**Raw records**
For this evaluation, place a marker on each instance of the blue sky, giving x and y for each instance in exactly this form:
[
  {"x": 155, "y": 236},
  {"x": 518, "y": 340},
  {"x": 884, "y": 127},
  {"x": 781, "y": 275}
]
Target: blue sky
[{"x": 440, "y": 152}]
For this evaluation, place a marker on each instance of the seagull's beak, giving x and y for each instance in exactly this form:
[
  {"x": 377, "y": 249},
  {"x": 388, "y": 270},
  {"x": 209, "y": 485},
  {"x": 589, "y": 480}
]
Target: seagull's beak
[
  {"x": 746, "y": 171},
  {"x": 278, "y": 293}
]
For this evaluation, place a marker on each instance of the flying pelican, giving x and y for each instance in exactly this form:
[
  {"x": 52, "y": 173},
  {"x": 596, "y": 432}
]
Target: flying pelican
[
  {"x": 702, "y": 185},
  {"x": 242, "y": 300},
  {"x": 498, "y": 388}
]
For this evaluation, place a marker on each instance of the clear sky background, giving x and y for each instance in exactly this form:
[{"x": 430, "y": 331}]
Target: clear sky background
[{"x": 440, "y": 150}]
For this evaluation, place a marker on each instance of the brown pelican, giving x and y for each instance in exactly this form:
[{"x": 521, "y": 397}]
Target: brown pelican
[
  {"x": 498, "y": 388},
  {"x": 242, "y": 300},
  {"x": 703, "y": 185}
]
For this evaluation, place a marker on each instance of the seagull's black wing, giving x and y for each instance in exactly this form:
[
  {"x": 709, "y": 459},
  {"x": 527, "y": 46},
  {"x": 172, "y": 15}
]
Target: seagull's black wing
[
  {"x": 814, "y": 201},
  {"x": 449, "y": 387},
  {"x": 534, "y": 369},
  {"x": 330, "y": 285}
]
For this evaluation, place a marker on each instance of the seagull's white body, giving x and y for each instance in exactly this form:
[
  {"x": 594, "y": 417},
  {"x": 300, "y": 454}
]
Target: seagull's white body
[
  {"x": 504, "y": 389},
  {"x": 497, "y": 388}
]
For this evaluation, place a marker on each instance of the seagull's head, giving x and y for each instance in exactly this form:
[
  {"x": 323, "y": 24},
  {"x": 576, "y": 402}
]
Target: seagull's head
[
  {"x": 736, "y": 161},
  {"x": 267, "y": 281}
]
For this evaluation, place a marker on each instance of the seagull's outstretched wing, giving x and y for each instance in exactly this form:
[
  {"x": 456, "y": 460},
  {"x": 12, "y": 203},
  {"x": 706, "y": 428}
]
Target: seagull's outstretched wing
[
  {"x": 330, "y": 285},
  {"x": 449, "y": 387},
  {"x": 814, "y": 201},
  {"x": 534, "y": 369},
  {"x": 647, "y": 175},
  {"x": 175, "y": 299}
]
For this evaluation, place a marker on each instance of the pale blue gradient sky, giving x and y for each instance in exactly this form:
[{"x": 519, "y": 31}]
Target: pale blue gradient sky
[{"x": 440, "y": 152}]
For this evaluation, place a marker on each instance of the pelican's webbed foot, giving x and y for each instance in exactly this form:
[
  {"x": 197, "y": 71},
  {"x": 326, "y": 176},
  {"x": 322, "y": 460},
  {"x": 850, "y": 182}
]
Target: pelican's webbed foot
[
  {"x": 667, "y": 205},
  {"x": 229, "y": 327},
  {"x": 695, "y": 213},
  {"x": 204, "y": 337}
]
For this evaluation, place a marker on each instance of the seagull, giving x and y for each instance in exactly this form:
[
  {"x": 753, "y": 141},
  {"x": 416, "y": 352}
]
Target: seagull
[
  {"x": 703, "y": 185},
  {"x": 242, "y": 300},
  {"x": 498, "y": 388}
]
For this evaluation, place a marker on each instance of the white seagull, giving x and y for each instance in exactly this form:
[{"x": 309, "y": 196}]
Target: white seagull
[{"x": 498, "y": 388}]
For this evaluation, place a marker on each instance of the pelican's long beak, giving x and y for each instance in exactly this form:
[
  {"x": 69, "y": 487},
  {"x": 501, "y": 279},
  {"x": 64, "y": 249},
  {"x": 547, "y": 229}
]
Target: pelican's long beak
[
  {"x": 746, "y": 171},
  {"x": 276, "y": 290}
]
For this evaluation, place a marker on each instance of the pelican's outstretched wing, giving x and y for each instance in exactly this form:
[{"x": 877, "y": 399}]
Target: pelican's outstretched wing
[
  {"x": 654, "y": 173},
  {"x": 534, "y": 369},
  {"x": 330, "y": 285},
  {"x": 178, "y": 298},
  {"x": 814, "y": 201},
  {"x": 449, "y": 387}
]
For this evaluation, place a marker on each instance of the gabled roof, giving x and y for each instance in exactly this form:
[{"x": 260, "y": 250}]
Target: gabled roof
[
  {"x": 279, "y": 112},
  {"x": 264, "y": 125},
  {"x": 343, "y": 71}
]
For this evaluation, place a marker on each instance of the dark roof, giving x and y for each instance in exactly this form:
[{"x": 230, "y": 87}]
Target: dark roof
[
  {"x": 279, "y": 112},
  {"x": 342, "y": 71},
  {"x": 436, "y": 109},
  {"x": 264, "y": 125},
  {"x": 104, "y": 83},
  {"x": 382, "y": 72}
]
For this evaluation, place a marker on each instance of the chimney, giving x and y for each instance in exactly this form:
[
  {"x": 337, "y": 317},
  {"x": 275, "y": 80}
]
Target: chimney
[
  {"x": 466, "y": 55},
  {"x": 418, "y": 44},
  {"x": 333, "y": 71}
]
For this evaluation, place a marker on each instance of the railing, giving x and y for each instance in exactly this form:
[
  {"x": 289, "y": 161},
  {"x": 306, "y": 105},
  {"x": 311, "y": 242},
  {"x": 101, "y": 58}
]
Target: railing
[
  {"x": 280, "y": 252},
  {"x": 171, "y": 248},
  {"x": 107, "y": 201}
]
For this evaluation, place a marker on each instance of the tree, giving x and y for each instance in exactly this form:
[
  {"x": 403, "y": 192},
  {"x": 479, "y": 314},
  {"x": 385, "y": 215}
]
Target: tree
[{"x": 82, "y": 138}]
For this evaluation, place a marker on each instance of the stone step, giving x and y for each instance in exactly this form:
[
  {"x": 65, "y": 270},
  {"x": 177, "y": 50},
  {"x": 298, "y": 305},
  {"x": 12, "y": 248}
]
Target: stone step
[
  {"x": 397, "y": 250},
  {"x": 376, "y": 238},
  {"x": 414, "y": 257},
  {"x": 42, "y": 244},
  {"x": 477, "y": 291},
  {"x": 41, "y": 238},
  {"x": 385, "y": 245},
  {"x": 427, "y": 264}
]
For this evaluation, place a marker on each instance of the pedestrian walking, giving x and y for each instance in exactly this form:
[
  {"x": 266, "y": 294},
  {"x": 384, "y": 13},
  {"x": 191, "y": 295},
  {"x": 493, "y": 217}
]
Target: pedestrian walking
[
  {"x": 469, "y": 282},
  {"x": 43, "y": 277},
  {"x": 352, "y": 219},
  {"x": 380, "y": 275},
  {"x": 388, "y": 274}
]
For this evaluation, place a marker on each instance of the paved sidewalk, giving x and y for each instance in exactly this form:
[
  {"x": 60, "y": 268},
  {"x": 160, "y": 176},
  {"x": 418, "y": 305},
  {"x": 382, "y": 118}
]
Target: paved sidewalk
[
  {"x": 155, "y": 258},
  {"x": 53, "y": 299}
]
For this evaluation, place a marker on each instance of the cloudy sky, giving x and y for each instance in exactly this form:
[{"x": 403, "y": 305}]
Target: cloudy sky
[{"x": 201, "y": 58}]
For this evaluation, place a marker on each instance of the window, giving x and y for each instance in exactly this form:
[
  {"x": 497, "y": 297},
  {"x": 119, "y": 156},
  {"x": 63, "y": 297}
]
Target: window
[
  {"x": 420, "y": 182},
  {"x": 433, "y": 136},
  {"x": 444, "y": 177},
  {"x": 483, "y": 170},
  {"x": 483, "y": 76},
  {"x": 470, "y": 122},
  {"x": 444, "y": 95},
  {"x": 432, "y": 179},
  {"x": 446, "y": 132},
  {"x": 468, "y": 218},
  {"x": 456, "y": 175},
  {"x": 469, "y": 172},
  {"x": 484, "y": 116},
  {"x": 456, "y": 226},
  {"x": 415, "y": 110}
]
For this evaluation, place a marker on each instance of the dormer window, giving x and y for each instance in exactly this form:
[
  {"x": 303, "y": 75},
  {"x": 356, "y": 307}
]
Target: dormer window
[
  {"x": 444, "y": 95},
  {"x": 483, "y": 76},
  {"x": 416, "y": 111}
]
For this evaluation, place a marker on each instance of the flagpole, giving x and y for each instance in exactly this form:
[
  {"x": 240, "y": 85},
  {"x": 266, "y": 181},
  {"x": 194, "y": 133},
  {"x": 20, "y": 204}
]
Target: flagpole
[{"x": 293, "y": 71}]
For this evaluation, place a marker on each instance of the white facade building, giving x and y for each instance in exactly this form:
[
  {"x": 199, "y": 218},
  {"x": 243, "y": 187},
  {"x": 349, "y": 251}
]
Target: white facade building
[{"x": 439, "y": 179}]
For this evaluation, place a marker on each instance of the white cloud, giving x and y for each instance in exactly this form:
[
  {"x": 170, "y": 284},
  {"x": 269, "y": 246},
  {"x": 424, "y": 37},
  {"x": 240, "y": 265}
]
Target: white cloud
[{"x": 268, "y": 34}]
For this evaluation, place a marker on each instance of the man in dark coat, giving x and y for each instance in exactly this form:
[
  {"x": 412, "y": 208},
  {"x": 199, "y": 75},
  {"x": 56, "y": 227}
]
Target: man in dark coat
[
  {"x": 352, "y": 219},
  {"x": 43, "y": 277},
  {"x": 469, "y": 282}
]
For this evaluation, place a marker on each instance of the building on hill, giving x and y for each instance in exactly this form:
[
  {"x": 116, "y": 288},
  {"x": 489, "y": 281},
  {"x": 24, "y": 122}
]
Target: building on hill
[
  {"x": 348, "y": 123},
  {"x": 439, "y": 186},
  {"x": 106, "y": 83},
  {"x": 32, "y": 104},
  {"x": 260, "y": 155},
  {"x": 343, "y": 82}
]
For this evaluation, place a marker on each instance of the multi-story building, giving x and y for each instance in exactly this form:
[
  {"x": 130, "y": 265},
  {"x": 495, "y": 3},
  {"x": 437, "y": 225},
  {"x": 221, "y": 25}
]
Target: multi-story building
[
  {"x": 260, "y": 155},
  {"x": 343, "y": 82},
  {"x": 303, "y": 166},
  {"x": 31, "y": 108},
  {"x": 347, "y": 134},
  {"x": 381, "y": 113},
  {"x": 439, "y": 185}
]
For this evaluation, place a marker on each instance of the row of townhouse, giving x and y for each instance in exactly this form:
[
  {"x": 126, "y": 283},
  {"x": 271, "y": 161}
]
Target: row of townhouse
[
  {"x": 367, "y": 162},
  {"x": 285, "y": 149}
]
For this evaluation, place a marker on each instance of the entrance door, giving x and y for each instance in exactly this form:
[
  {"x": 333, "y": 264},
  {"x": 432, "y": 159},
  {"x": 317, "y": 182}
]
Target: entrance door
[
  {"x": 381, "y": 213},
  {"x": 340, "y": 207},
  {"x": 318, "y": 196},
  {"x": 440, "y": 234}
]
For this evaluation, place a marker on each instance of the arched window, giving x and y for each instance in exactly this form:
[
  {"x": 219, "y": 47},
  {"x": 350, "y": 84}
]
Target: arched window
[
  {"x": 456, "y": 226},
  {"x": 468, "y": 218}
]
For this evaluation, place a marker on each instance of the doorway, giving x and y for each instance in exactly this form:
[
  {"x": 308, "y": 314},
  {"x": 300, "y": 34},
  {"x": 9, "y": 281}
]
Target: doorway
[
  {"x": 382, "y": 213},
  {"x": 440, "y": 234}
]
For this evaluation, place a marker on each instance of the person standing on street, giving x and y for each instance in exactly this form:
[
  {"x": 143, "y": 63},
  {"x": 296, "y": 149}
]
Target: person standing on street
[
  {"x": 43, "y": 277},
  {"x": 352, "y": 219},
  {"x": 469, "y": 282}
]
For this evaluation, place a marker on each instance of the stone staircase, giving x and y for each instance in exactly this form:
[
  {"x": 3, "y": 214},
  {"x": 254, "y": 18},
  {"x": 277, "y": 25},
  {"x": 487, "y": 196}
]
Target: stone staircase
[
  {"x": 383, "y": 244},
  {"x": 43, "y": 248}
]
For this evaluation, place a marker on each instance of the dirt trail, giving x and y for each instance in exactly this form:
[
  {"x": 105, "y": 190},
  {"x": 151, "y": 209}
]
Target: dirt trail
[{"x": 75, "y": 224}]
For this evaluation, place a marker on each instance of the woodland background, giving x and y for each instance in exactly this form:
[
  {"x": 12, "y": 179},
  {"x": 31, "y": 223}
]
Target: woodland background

**What you have to do**
Please render the data above as a numbered list, starting at its first line and stopping after the line that contains "Target: blue sky". Leave out any blank lines.

**Written reply**
1. For this evaluation, place a marker on each instance of the blue sky, giving x and y for each instance in exactly this form:
2. [
3.   {"x": 155, "y": 236},
4.   {"x": 518, "y": 340},
5.   {"x": 884, "y": 127},
6.   {"x": 781, "y": 275}
7. ]
8. Target: blue sky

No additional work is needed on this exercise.